**PROBLEMS TO SOLVE:**
A – Translate this sentence from the article on stroke in younger people into Spanish: "Stroke is the fourth leading cause of death in the USA, according to the Centers for Disease Control and Prevention."
B – Answer these questions using the article on stroke in younger people.
(i) In which journal did the study appear?
(ii) How many stroke cases were analyzed?
(iii) What was the average age of stroke patients in 2005?
C – Reproduce the passage of the article on stroke in younger people starting with "They embarked on" and going on through "were not included.".

**SUPPLIED TEXT:**

- Opening Delimiter -

McLean, VA (written by Janice Lloyd/USA Today) -- Younger people are getting strokes at a faster rate, and people under age 55 make up a greater percentage of all strokes, according to a study out today in the journal Neurology.
The increase is an alarming trend because strokes in younger people translate to "greater lifetime disability," says lead author Brett Kissela, a physician at the University of Cincinnati College of Medicine in Ohio and a fellow of the American Academy of Neurology. While he adds that the study design does not explore reasons for the change, he thinks the increasing prevalence of obesity and diabetes could be leading factors. National studies have shown those risk factors are increasing among younger patients. Better detection through increased use of imaging might also explain the rise, he says.
Stroke is the fourth leading cause of death in the USA, according to the Centers for Disease Control and Prevention. It can also cause paralysis, and speech and emotional difficulties. Lifestyle changes and better management of risk factors with medication have led to overall lower rates.
Researchers looked at occurrences of strokes in people between the ages 20 and 54 in the Greater Cincinnati/Northern Kentucky area during three separate, one-year-long periods between July 1993 and June 1994, and the calendar years of 1999 and 2005. Only patients' first strokes were included in the analysis. Data analysis from 2010 is underway.
They embarked on the study after noticing more young patients coming to hospitals with strokes. To qualify as a case in the study, a patient must have met the criteria for one of these stroke categories: cerebral ischemia, intracerebral hemorrhage, subarachnoid hemorrhage or stroke of uncertain cause. Transient ischemic attacks (TIAs) with symptoms lasting less than 24 hours were not included.
Among findings on the 923 stroke cases analyzed:
-- Stroke rates in those under age 55 increased from 109 (per 100,000 population) in 1993-1994 to 176 in 2005.
-- The average age of stroke patients fell from 71 years old in 1993-1994 to 69 in 2005.

- Closing Delimiter -

**EXTRACTED INFORMATION:**
- Opening Delimiter -

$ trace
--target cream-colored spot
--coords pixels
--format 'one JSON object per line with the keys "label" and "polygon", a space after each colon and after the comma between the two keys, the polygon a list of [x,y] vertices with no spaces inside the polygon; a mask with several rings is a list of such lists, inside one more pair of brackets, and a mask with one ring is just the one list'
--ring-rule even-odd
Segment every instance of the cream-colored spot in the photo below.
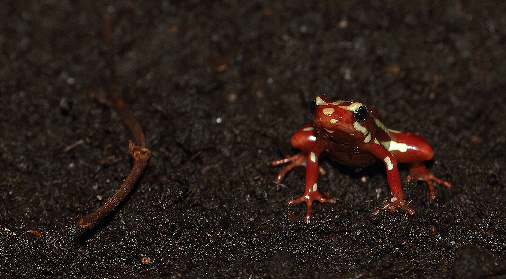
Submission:
{"label": "cream-colored spot", "polygon": [[392,161],[390,161],[390,157],[386,157],[383,159],[383,161],[385,161],[385,164],[387,165],[387,169],[392,170],[392,169],[394,168],[394,165],[392,164]]}
{"label": "cream-colored spot", "polygon": [[328,105],[328,104],[326,102],[323,101],[323,99],[320,98],[320,96],[316,96],[316,98],[315,99],[315,103],[316,103],[317,106],[321,106],[322,105]]}
{"label": "cream-colored spot", "polygon": [[397,150],[401,152],[405,152],[408,150],[408,145],[402,143],[398,143],[390,141],[390,146],[388,148],[389,151]]}
{"label": "cream-colored spot", "polygon": [[309,154],[309,159],[311,160],[311,162],[313,163],[316,162],[316,155],[315,155],[314,152],[312,151],[311,153]]}
{"label": "cream-colored spot", "polygon": [[342,104],[342,103],[344,103],[345,102],[346,102],[346,101],[343,101],[343,100],[338,100],[338,101],[334,101],[334,102],[332,102],[332,103],[329,104],[329,105],[339,105],[340,104]]}
{"label": "cream-colored spot", "polygon": [[369,133],[367,136],[366,136],[365,138],[364,138],[364,142],[366,144],[369,142],[370,142],[371,138],[372,138],[372,134],[371,133]]}
{"label": "cream-colored spot", "polygon": [[379,119],[376,119],[376,118],[374,118],[374,122],[376,123],[376,125],[381,128],[382,130],[383,130],[384,131],[385,131],[385,132],[387,133],[387,134],[389,134],[388,132],[388,129],[387,129],[387,127],[385,127],[385,125],[383,124],[383,123],[381,122]]}
{"label": "cream-colored spot", "polygon": [[335,112],[335,109],[333,108],[325,108],[323,109],[323,114],[330,115]]}
{"label": "cream-colored spot", "polygon": [[360,125],[360,123],[358,122],[353,122],[353,127],[355,128],[355,130],[357,130],[364,135],[367,134],[367,128],[365,127],[363,127],[361,125]]}
{"label": "cream-colored spot", "polygon": [[390,148],[390,141],[387,141],[386,142],[382,142],[381,145],[383,146],[383,147],[384,147],[385,149],[389,150],[388,149]]}
{"label": "cream-colored spot", "polygon": [[354,111],[363,105],[364,104],[360,102],[355,102],[348,106],[340,106],[339,107],[346,110]]}

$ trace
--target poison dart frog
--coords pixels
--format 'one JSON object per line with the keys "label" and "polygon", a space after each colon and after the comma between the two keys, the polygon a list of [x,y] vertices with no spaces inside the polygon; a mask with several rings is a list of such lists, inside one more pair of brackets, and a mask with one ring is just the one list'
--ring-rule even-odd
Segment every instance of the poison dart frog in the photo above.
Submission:
{"label": "poison dart frog", "polygon": [[415,133],[387,128],[382,122],[377,110],[372,106],[353,101],[331,101],[317,96],[310,106],[313,115],[312,124],[301,128],[291,137],[291,145],[301,151],[285,159],[272,162],[273,166],[291,162],[278,175],[280,183],[285,174],[298,166],[306,166],[306,190],[298,199],[288,201],[289,205],[305,202],[308,210],[305,221],[310,223],[313,201],[335,202],[323,198],[317,183],[318,172],[325,171],[318,165],[320,155],[328,156],[338,163],[357,168],[370,165],[381,160],[387,168],[387,181],[390,188],[390,201],[374,212],[396,208],[414,214],[404,201],[397,163],[408,164],[409,175],[406,181],[423,180],[429,185],[430,197],[436,198],[432,181],[449,187],[450,183],[431,174],[423,161],[434,155],[427,141]]}

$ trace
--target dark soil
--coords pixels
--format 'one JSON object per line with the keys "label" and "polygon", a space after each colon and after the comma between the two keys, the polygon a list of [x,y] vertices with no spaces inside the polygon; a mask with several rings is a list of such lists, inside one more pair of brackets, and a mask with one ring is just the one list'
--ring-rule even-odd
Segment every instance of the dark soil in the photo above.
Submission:
{"label": "dark soil", "polygon": [[[2,1],[1,276],[506,277],[506,4],[411,3]],[[91,97],[109,82],[151,158],[82,230],[132,167],[129,130]],[[416,214],[375,216],[384,166],[325,161],[339,201],[305,223],[286,204],[304,169],[277,185],[269,162],[319,94],[423,135],[452,187],[404,182]]]}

- Closing Delimiter -

**OUTPUTS BY TASK:**
A – El accidente cerebrovascular es la cuarta causa principal de muerte en los Estados Unidos, según los Centros para el Control y la Prevención de Enfermedades.

B –
(i) Neurology
(ii) 923
(iii) 69 years old

C –
They embarked on the study after noticing more young patients coming to hospitals with strokes. To qualify as a case in the study, a patient must have met the criteria for one of these stroke categories: cerebral ischemia, intracerebral hemorrhage, subarachnoid hemorrhage or stroke of uncertain cause. Transient ischemic attacks (TIAs) with symptoms lasting less than 24 hours were not included.